= Directions =
Your answer must be every record below, written out exactly as it appears.
===== Record extracts
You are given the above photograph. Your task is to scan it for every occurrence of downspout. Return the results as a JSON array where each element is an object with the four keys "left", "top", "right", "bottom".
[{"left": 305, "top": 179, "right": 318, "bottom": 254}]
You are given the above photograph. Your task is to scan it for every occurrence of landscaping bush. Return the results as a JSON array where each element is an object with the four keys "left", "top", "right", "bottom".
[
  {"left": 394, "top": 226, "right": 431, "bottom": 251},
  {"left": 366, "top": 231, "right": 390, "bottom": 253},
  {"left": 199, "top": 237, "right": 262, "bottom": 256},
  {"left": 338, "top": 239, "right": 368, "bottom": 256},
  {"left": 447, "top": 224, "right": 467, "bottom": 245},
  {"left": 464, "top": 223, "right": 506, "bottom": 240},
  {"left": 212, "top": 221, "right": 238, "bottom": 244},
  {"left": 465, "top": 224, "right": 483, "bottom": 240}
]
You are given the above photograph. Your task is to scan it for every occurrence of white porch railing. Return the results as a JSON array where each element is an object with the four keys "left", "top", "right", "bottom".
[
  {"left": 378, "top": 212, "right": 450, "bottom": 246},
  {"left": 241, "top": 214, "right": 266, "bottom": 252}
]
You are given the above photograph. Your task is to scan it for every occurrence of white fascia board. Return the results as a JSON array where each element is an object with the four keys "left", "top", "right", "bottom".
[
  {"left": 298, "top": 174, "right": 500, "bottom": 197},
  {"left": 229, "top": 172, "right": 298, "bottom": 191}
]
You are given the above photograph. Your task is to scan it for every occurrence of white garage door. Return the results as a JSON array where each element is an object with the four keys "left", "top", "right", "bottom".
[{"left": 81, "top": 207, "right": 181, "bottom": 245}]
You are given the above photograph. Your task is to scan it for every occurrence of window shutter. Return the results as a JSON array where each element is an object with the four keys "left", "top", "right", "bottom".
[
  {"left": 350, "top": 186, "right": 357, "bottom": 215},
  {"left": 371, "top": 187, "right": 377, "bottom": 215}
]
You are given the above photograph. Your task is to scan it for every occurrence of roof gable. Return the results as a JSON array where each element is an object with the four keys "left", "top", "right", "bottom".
==========
= Problem solution =
You are given the above photograph. Your task is to scan it for every occurrence of downspout. Return the results as a JSON array where each element is an object with the four keys "left", "top", "right", "bottom".
[{"left": 305, "top": 179, "right": 318, "bottom": 254}]
You are given the above photograph. Your task is to scan it for every occurrence of landscaping bush. Return the results as a JSON array where each element is an object with the four keys "left", "top", "right", "bottom".
[
  {"left": 394, "top": 226, "right": 431, "bottom": 251},
  {"left": 366, "top": 231, "right": 390, "bottom": 253},
  {"left": 199, "top": 237, "right": 262, "bottom": 256},
  {"left": 338, "top": 239, "right": 368, "bottom": 256},
  {"left": 447, "top": 224, "right": 467, "bottom": 245},
  {"left": 464, "top": 223, "right": 506, "bottom": 240},
  {"left": 212, "top": 221, "right": 238, "bottom": 244},
  {"left": 465, "top": 224, "right": 483, "bottom": 240}
]
You are given the above photograph. Your task is to scan it for every occurrence of white porch railing. Return the results as a JSON array where each element is an object with the four keys "left", "top", "right", "bottom".
[
  {"left": 378, "top": 212, "right": 450, "bottom": 246},
  {"left": 241, "top": 214, "right": 266, "bottom": 252}
]
You are given the above photograph. Your task is to scan it for every occurrence of white fascia board. Return the results as a JSON array where each element is an object with the four keys "left", "top", "right", "bottom".
[
  {"left": 298, "top": 174, "right": 500, "bottom": 197},
  {"left": 229, "top": 172, "right": 298, "bottom": 191}
]
You are given the above photograph. Your task is to scan it for every occurrence of white garage door. Return the results as a JSON array where each element is an object with the four keys "left", "top", "right", "bottom".
[{"left": 81, "top": 207, "right": 181, "bottom": 245}]
You are given the above photograph. Your task is to scan it for every occurrence of window shutter. Return the results as a JSON array where each element is an object with the four keys "left", "top", "right", "bottom".
[
  {"left": 350, "top": 186, "right": 357, "bottom": 215},
  {"left": 371, "top": 187, "right": 377, "bottom": 215}
]
You are given the above photograph. Your task is to scan it for every occurrence of roof gable. Return the results as a JSON array where each element is an object with the four keys "left", "top", "right", "bottom".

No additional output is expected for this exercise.